What needs to be done — Please restate the data word for word, in full.

Exercise data Start Marker

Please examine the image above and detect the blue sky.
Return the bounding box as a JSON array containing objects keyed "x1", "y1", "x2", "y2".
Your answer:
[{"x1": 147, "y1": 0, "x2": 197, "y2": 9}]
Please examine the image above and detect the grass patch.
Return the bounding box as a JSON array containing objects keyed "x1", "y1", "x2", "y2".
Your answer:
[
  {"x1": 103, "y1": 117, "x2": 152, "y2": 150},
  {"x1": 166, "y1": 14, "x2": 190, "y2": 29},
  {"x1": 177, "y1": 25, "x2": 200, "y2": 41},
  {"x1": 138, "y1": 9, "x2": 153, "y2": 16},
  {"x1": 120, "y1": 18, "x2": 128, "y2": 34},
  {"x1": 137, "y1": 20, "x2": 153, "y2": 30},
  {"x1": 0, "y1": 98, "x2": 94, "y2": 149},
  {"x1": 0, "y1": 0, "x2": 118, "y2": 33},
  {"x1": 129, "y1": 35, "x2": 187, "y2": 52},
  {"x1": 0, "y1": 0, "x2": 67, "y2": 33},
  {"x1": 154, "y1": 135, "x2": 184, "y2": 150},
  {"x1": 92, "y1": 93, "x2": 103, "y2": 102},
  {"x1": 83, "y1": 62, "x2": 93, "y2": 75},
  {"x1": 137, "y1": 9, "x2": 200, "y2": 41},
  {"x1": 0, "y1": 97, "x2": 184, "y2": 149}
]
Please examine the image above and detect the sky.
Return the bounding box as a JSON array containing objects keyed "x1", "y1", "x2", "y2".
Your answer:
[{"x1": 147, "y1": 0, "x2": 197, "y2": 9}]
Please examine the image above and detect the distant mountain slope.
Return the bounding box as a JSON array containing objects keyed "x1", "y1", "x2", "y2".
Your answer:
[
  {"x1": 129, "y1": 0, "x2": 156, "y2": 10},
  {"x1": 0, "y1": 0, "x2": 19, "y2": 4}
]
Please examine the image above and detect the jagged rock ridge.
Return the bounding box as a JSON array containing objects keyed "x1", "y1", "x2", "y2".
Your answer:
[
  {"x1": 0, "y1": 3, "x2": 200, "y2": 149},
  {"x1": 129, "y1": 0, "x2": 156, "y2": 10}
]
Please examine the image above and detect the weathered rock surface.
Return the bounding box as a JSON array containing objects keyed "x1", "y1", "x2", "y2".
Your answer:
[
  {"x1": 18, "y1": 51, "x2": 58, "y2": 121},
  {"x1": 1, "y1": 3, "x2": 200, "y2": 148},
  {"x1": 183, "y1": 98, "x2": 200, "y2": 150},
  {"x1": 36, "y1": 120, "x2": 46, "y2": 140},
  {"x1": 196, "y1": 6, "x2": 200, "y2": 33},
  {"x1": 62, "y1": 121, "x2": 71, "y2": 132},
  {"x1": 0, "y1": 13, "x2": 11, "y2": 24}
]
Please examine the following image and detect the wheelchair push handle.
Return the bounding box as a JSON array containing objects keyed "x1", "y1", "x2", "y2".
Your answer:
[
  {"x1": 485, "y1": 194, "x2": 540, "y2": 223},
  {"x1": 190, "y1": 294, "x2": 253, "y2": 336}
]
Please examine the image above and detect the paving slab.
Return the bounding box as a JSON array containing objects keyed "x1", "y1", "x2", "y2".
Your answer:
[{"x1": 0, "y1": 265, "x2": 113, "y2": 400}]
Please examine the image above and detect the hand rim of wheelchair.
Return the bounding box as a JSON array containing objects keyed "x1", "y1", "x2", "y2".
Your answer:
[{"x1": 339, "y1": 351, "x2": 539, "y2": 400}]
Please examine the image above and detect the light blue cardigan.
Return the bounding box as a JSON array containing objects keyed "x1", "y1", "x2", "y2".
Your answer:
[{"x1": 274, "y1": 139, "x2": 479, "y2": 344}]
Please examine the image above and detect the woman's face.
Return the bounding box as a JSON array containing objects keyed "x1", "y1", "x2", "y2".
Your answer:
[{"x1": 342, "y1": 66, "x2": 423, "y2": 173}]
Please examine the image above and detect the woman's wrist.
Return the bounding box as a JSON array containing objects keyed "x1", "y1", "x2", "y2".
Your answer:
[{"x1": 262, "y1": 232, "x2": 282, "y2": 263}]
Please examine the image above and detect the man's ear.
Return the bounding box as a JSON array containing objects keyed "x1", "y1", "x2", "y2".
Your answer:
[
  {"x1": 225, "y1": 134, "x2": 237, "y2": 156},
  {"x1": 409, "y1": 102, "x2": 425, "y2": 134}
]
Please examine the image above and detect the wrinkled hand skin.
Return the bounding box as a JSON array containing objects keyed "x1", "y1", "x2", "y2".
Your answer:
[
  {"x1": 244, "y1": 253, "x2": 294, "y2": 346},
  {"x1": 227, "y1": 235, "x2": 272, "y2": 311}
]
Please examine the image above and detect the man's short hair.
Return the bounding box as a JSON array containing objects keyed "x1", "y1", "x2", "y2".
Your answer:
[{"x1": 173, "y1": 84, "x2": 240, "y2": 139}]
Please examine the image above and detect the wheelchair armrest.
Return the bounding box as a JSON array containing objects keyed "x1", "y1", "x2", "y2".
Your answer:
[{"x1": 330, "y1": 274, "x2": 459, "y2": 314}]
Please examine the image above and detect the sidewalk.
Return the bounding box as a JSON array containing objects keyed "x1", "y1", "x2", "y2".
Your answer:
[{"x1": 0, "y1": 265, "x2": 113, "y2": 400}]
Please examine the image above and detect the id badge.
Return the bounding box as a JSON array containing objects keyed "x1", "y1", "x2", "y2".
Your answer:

Exercise data End Marker

Result —
Please examine the image above and detect the blue sky.
Return the bounding box as a JSON array containing objects keyed "x1", "y1", "x2", "y2".
Your answer:
[{"x1": 147, "y1": 0, "x2": 197, "y2": 9}]
Please examine the image above and detect the grass patch.
Return the bounding box as a JSON array containing objects keyed "x1", "y1", "x2", "y2".
Your answer:
[
  {"x1": 103, "y1": 117, "x2": 152, "y2": 150},
  {"x1": 166, "y1": 14, "x2": 190, "y2": 29},
  {"x1": 177, "y1": 25, "x2": 200, "y2": 41},
  {"x1": 138, "y1": 9, "x2": 153, "y2": 16},
  {"x1": 120, "y1": 18, "x2": 128, "y2": 34},
  {"x1": 137, "y1": 20, "x2": 153, "y2": 30},
  {"x1": 0, "y1": 98, "x2": 94, "y2": 149},
  {"x1": 0, "y1": 0, "x2": 118, "y2": 33},
  {"x1": 129, "y1": 35, "x2": 187, "y2": 52},
  {"x1": 0, "y1": 0, "x2": 67, "y2": 33},
  {"x1": 154, "y1": 135, "x2": 184, "y2": 150},
  {"x1": 92, "y1": 93, "x2": 103, "y2": 102},
  {"x1": 83, "y1": 62, "x2": 93, "y2": 75},
  {"x1": 137, "y1": 9, "x2": 200, "y2": 41},
  {"x1": 0, "y1": 97, "x2": 184, "y2": 149}
]
Please examine the image above and detect the sky.
Return the bounding box as a JSON array containing objects keyed "x1", "y1", "x2", "y2".
Your answer:
[{"x1": 147, "y1": 0, "x2": 197, "y2": 9}]
Please examine the image above and detect the distant mountain slope.
Return the bounding box as a JSON array containing objects keyed "x1", "y1", "x2", "y2".
Your answer:
[
  {"x1": 129, "y1": 0, "x2": 156, "y2": 10},
  {"x1": 0, "y1": 0, "x2": 19, "y2": 4}
]
Please examine the image above and detect the jagged rock ridge.
Return the bounding box as a JSON array containing objects keyed "x1", "y1", "x2", "y2".
Your answer:
[
  {"x1": 0, "y1": 3, "x2": 200, "y2": 149},
  {"x1": 129, "y1": 0, "x2": 156, "y2": 10}
]
Please examine the image above and detect the weathered rock surface.
Return the bounding box as a JSON array containing objects keyed "x1", "y1", "x2", "y2".
Your answer:
[
  {"x1": 18, "y1": 51, "x2": 58, "y2": 121},
  {"x1": 1, "y1": 3, "x2": 200, "y2": 148},
  {"x1": 183, "y1": 98, "x2": 200, "y2": 150},
  {"x1": 36, "y1": 120, "x2": 46, "y2": 140},
  {"x1": 196, "y1": 6, "x2": 200, "y2": 33},
  {"x1": 62, "y1": 121, "x2": 71, "y2": 132},
  {"x1": 0, "y1": 13, "x2": 11, "y2": 24}
]
Please examine the following image and detect the wheelchair push handle.
Return the bounding box as a JSON array containing objects keyed "x1", "y1", "x2", "y2".
Your answer:
[
  {"x1": 485, "y1": 194, "x2": 540, "y2": 223},
  {"x1": 190, "y1": 294, "x2": 253, "y2": 336}
]
Please examine the image above and detect the paving slab.
Return the bounding box as a JSON array containing objects keyed "x1", "y1", "x2", "y2".
Your answer:
[{"x1": 0, "y1": 265, "x2": 113, "y2": 400}]
Please examine the image above and detect the hand rim of wheelchair.
Return the bounding box as a JSON array containing objects keyed "x1", "y1", "x2", "y2".
Your answer:
[{"x1": 339, "y1": 351, "x2": 539, "y2": 400}]
Please examine the image above and detect the light blue cardigan.
Return the bounding box as a JSON array containing objects keyed "x1", "y1", "x2", "y2".
Your answer:
[{"x1": 274, "y1": 139, "x2": 479, "y2": 344}]
Please examine the image above and detect the woman's face.
Return the bounding box as a JSON array containing objects keyed "x1", "y1", "x2", "y2".
Your answer:
[{"x1": 342, "y1": 66, "x2": 423, "y2": 173}]
Please examine the image above and detect the woman's wrist.
Return the bounding box as a JSON array containing objects keyed "x1", "y1", "x2", "y2".
Your answer:
[{"x1": 262, "y1": 232, "x2": 282, "y2": 263}]
Please examine the image above and detect the man's ear.
Return the bounding box as a JSON array containing objects keyed "x1", "y1", "x2", "y2".
Your answer:
[
  {"x1": 225, "y1": 134, "x2": 237, "y2": 156},
  {"x1": 409, "y1": 102, "x2": 425, "y2": 134}
]
Please examine the image above and detect the wrinkled hand skin.
Return the bounding box as a JSON array containing objects keyed "x1", "y1", "x2", "y2".
Your answer:
[
  {"x1": 244, "y1": 253, "x2": 294, "y2": 346},
  {"x1": 227, "y1": 235, "x2": 272, "y2": 311}
]
Please examine the image above and detect the man's short hair.
Return the bounding box as a JSON array containing objects keyed "x1", "y1", "x2", "y2".
Your answer:
[{"x1": 173, "y1": 84, "x2": 240, "y2": 139}]
Please examine the image above and detect the wheelchair armrest.
Return the bounding box as a JSON array containing objects keyed "x1", "y1", "x2", "y2".
Your answer:
[{"x1": 330, "y1": 274, "x2": 459, "y2": 314}]
Please examine the image above and detect the sidewalk.
Return the bounding box as a JSON array containing objects keyed "x1", "y1", "x2", "y2".
Your answer:
[{"x1": 0, "y1": 265, "x2": 113, "y2": 400}]
Please examine the image above and detect the id badge.
Return the bounding box as a JSON array containing objects keyed "x1", "y1", "x2", "y2".
Your answer:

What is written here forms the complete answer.